[Task objective]: Copying exactly, give the lines in the material below from the one with "Show every bride" to the one with "Show every strapless", ends included, and nothing besides.

[Provided entries]:
══════

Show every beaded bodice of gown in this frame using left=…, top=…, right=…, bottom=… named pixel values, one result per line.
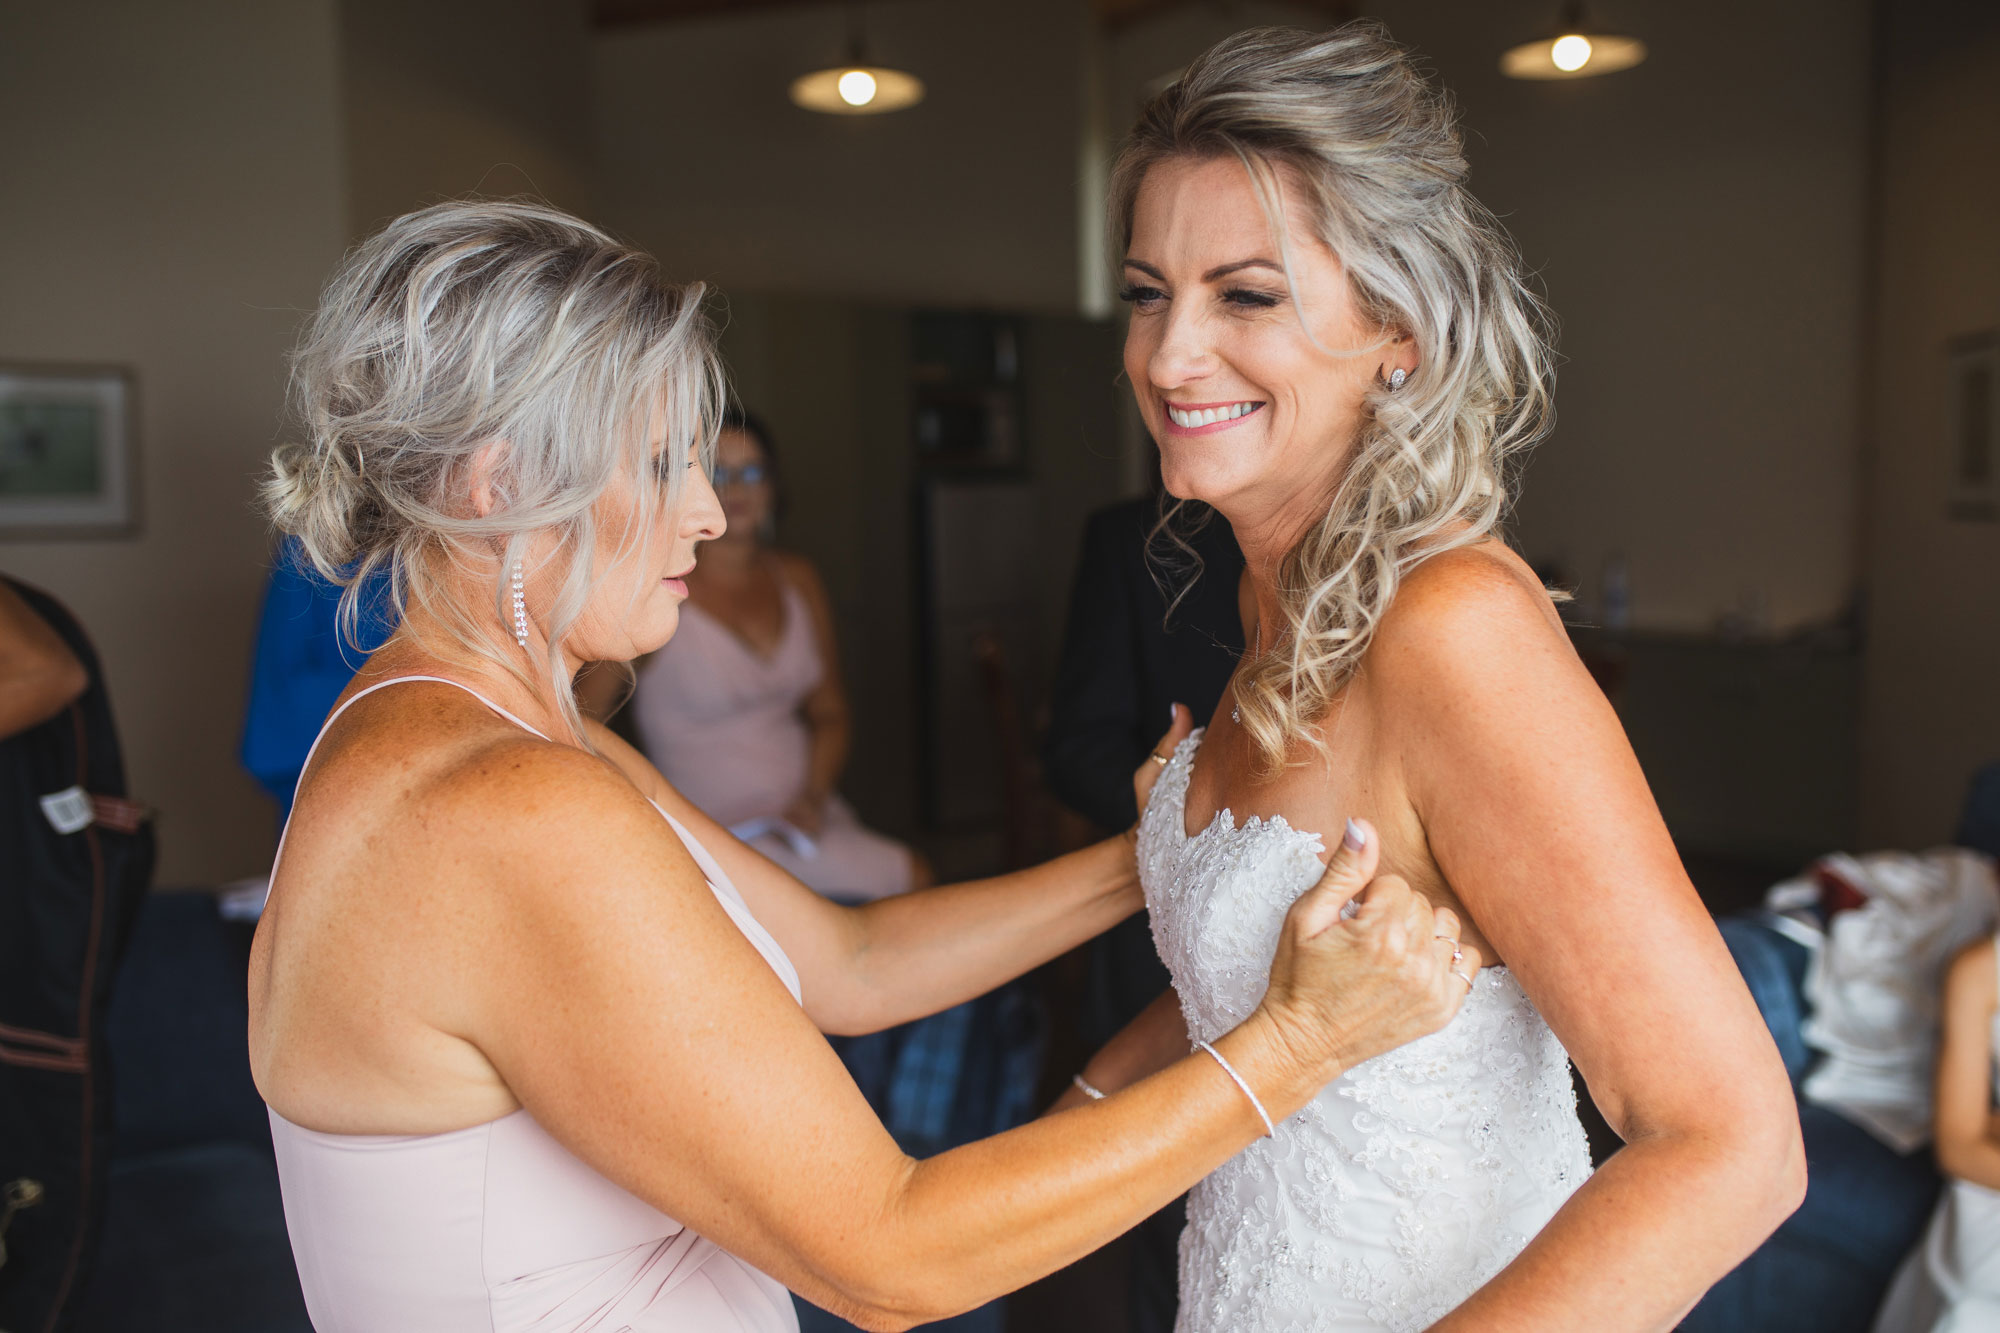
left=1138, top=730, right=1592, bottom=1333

══════

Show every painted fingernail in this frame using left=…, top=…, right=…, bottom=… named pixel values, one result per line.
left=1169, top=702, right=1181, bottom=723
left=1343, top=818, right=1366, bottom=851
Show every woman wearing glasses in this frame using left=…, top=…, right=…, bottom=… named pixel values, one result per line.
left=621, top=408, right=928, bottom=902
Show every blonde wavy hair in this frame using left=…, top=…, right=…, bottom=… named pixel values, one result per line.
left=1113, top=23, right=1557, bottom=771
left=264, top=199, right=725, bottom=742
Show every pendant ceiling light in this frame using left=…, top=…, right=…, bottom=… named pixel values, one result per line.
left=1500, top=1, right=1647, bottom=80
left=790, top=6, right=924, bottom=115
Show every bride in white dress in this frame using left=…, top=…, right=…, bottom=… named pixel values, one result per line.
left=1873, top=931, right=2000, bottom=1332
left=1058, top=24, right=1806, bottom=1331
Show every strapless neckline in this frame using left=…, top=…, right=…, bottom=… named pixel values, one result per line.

══════

[Answer space]:
Show every bride in white dress in this frame using left=…, top=…, right=…, bottom=… named pixel values, one result per line.
left=1873, top=931, right=2000, bottom=1332
left=1058, top=24, right=1806, bottom=1331
Show every strapless neckline in this frame using left=…, top=…, right=…, bottom=… named pixel values, one result per line.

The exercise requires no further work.